Saved entries:
◆ ◆ ◆ ◆ ◆
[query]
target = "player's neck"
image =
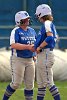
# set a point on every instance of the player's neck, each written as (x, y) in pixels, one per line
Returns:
(24, 27)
◆ ◆ ◆ ◆ ◆
When you copy the data, keep every line exact and drop the pictures.

[query]
target = "player's neck"
image =
# set a point on every instance of the player's neck, each written as (x, y) in pixels, one per line
Returns:
(24, 27)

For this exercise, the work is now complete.